### Problem statement
Can you put all of the lines below into a numbered list, leaving out any blank ones?

[Start Supplied information]

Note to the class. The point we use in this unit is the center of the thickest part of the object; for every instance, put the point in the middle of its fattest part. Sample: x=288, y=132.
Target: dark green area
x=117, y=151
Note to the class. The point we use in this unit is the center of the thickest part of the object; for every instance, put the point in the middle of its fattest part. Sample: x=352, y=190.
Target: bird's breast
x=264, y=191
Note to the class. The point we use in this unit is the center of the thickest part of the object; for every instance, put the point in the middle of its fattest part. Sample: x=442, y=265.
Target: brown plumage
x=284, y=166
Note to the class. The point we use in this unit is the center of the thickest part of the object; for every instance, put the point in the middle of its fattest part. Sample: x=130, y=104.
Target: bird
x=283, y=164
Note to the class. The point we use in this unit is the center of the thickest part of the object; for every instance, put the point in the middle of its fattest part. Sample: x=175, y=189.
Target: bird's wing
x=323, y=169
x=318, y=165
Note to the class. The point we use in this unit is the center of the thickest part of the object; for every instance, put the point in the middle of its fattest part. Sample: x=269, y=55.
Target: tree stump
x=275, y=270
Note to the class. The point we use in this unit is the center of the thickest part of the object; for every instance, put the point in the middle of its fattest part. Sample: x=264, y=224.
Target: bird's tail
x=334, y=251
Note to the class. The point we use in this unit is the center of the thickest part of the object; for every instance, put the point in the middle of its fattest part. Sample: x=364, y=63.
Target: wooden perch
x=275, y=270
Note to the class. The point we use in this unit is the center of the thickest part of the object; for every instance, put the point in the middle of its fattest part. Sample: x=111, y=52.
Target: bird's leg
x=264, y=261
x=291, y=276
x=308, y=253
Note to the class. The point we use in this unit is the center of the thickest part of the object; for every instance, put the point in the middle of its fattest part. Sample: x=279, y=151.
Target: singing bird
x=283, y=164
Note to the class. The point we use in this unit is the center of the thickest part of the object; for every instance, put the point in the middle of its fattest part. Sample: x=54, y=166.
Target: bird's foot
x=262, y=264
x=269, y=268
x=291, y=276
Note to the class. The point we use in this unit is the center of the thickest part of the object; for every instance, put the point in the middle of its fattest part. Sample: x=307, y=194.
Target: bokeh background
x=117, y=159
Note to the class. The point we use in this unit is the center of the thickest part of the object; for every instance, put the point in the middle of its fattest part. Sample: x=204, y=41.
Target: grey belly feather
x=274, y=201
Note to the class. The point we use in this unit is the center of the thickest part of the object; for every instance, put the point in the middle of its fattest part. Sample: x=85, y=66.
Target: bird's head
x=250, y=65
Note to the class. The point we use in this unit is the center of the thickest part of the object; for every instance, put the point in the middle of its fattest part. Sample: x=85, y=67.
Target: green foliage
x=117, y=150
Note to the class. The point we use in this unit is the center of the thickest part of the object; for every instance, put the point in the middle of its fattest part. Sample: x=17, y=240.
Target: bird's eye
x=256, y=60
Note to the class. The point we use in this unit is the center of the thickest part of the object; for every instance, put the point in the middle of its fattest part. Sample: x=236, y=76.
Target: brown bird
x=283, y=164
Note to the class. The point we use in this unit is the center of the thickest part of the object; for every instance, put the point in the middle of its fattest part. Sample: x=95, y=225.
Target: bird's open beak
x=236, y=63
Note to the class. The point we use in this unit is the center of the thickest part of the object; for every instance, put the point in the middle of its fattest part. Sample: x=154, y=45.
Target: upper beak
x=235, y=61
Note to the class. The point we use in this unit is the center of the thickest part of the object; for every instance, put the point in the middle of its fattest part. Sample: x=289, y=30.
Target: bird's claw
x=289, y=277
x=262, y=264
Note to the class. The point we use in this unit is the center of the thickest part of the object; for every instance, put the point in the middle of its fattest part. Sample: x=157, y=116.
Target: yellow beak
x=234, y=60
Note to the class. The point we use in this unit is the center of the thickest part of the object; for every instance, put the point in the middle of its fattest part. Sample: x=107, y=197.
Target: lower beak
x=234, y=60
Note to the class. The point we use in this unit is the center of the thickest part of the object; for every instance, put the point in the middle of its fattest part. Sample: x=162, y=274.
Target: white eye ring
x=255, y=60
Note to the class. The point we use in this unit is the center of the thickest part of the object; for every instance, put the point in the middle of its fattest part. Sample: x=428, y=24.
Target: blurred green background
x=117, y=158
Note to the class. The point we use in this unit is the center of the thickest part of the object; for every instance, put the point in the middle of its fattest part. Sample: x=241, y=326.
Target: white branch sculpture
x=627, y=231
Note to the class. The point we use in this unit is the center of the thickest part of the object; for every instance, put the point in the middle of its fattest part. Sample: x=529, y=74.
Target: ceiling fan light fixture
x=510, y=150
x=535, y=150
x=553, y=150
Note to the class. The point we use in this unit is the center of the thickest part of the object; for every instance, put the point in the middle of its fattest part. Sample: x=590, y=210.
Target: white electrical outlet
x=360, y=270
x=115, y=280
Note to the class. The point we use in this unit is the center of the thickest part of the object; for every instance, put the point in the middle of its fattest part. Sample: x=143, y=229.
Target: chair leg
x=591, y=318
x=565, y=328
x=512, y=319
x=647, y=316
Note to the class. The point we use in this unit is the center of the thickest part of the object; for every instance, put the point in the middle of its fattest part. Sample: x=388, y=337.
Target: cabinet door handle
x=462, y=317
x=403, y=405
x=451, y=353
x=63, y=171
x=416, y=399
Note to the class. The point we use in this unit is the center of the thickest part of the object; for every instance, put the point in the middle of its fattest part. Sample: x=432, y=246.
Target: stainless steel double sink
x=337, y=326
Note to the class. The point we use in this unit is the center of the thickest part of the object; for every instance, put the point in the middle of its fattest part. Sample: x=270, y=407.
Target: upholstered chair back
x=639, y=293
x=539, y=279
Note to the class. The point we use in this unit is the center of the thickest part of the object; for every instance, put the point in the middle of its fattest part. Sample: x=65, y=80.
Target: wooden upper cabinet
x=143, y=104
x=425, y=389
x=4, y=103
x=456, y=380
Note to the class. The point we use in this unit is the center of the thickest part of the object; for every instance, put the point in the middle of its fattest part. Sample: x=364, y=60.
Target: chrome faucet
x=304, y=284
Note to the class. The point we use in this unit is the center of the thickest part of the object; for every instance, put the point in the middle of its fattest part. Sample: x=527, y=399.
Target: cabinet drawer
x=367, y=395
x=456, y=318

[End Supplied information]

### Finished exercise
1. Note to the class. The point we use in this unit is the center of the thickest part of the object; for every instance, put the point in the middle of its fattest part. Sample: x=288, y=132.
2. Target: dark green area
3. x=117, y=151
4. Note to the class. The point we use in this unit is the center of the thickest part of the object; for every instance, put the point in the middle of its fattest part. Sample: x=352, y=190.
5. Target: bird's breast
6. x=264, y=191
7. Note to the class. The point we use in this unit is the center of the thickest part of the object; for every instance, put the point in the middle of its fattest part. Sample: x=442, y=265.
8. Target: brown plumage
9. x=284, y=166
10. Note to the class. The point we use in this unit is the center of the thickest part of the object; for every instance, put the point in the middle of its fattest part. Sample: x=130, y=104.
11. Target: bird
12. x=283, y=164
13. Note to the class. The point we use in this unit is the center of the thickest part of the object; for every instance, put the point in the middle of its fattest part. Sample: x=175, y=189.
14. Target: bird's wing
15. x=323, y=169
16. x=318, y=165
17. Note to the class. The point we use in this unit is the center of the thickest part of the object; for every instance, put the point in the middle of its fattest part. Sample: x=269, y=55.
18. Target: tree stump
19. x=275, y=270
20. Note to the class. The point we use in this unit is the center of the thickest part of the object; for every instance, put the point in the middle of its fattest part. Sample: x=264, y=224.
21. Target: bird's tail
22. x=334, y=251
23. Note to the class. The point we use in this unit is the center of the thickest part of the object; for every instance, put the point in the middle of its fattest part. Sample: x=364, y=63.
24. Target: wooden perch
25. x=275, y=270
26. Note to the class. The point we use in this unit is the center of the thickest part of the object; for every instance, put the point in the middle of its fattest part. Sample: x=111, y=52.
27. Target: bird's leg
28. x=264, y=261
29. x=291, y=276
30. x=308, y=253
31. Note to the class. The point we use in this unit is the center of the thickest part of the object; for every instance, put the point in the middle of its fattest part. Sample: x=279, y=151.
32. Target: singing bird
33. x=283, y=164
34. Note to the class. The point we use in this unit is the center of the thickest part of the object; for every instance, put the point in the middle of its fattest part. Sample: x=54, y=166.
35. Target: bird's foot
36. x=262, y=264
37. x=269, y=268
38. x=291, y=276
39. Note to the class. The point we use in this unit is the center of the thickest part of the object; for every instance, put the point in the middle of its fattest part. Sample: x=307, y=194.
40. Target: bokeh background
41. x=117, y=159
42. Note to the class. The point we use in this unit is the center of the thickest part of the object; for every instance, put the point in the middle of its fattest part. Sample: x=204, y=41.
43. Target: grey belly feather
44. x=274, y=201
45. Note to the class. The point we use in this unit is the center of the thickest part of the object; for every instance, put the point in the middle of its fattest part. Sample: x=85, y=66.
46. Target: bird's head
47. x=250, y=65
48. Note to the class. The point we use in this unit is the center of the thickest part of the object; for every instance, put the point in the middle of its fattest part. Sample: x=85, y=67.
49. Target: green foliage
50. x=117, y=150
51. Note to the class. The point we use in this unit is the center of the thickest part of the object; for every instance, put the point in the middle of its fattest part. Sample: x=17, y=240.
52. Target: bird's eye
53. x=256, y=60
54. Note to the class. The point we use in this unit is the center of the thickest part of the object; for every instance, put the point in the middle of its fattest part. Sample: x=236, y=76.
55. Target: brown bird
56. x=283, y=164
57. Note to the class. The point we use in this unit is the center of the thickest part of the object; for every instance, put the point in the middle of its fattest part. Sample: x=95, y=225.
58. Target: bird's open beak
59. x=236, y=63
60. Note to the class. The point we use in this unit is the center of the thickest part of the object; for every instance, put the point in the middle of its fattest part. Sample: x=154, y=45.
61. Target: upper beak
62. x=235, y=61
63. Note to the class. The point we use in this unit is the center of the thickest part of the object; for every instance, put the point in the middle of its fattest part. Sample: x=289, y=30.
64. Target: bird's claw
65. x=289, y=277
66. x=262, y=264
67. Note to the class. The point we use in this unit is the center of the thickest part of the object; for every instance, put the point in the middle of its fattest part. Sample: x=157, y=116.
68. Target: yellow beak
69. x=234, y=60
70. Note to the class. The point we use in this unit is the center of the thickest part of the object; for every instance, put the point in the middle of its fattest part. Sample: x=107, y=197.
71. Target: lower beak
72. x=234, y=60
73. Note to the class. The point we use in this unit is the center of the thickest part of the object; for every instance, put the point in the middle of its fattest part. Sample: x=162, y=274.
74. Target: white eye ring
75. x=255, y=60
76. Note to the class. The point we use in this unit is the center of the thickest part of the object; for every instance, put the point in the middle of its fattest part. Sample: x=428, y=24.
77. Target: blurred green background
78. x=117, y=158
79. Note to the class. The point we use in this unit is the center of the thickest part of the object; for every instance, put the point in the middle of its fattest part. Sample: x=241, y=326.
80. Target: white branch sculpture
81. x=627, y=231
82. Note to the class. The point we use in this unit is the center of the thickest part of the object; for every instance, put the point in the middle of its fattest part. Sample: x=529, y=74.
83. Target: ceiling fan light fixture
84. x=510, y=150
85. x=535, y=150
86. x=553, y=150
87. Note to the class. The point we use in this unit is the center of the thickest part of the object; for every instance, put the point in the middle of its fattest part. Sample: x=590, y=210.
88. Target: white electrical outlet
89. x=360, y=270
90. x=115, y=280
91. Note to the class. The point we use in this unit is the center of the thickest part of the object; for every instance, put the point in the middle of its fattest part. Sample: x=143, y=229.
92. Target: chair leg
93. x=591, y=318
94. x=565, y=328
95. x=512, y=319
96. x=647, y=316
97. Note to the class. The point we use in this unit is the center of the thickest part of the object; for every instance, put the point in the middle of its fattest part. Sample: x=388, y=337.
98. Target: cabinet door handle
99. x=462, y=317
100. x=403, y=405
101. x=451, y=353
102. x=63, y=171
103. x=416, y=399
104. Note to the class. The point we use in this unit is the center of the thickest part of the object; for every instance, put the point in the middle of its fattest part. Sample: x=432, y=246.
105. Target: stainless steel double sink
106. x=337, y=326
107. Note to the class. The point we use in this unit is the center of the thickest part of the object; for every instance, put the point in the middle of its fattest part. Sample: x=270, y=407.
108. Target: upholstered chair back
109. x=639, y=293
110. x=539, y=279
111. Note to the class. The point we use in this unit is the center of the thickest part of the object; for every instance, put the point in the middle of its fattest part. Sample: x=65, y=80.
112. Target: wooden upper cabinet
113. x=143, y=104
114. x=425, y=389
115. x=4, y=103
116. x=456, y=380
117. Note to the class. The point we use in this unit is the center of the thickest part of the object; for every instance, put the point in the middle of its fattest part. Sample: x=364, y=60.
118. Target: chrome faucet
119. x=304, y=284
120. Note to the class. The point we use in this unit is the center of the thickest part of the object; for every instance, put the point in the middle of its fattest part. Sample: x=527, y=399.
121. Target: cabinet drawer
122. x=367, y=395
123. x=456, y=318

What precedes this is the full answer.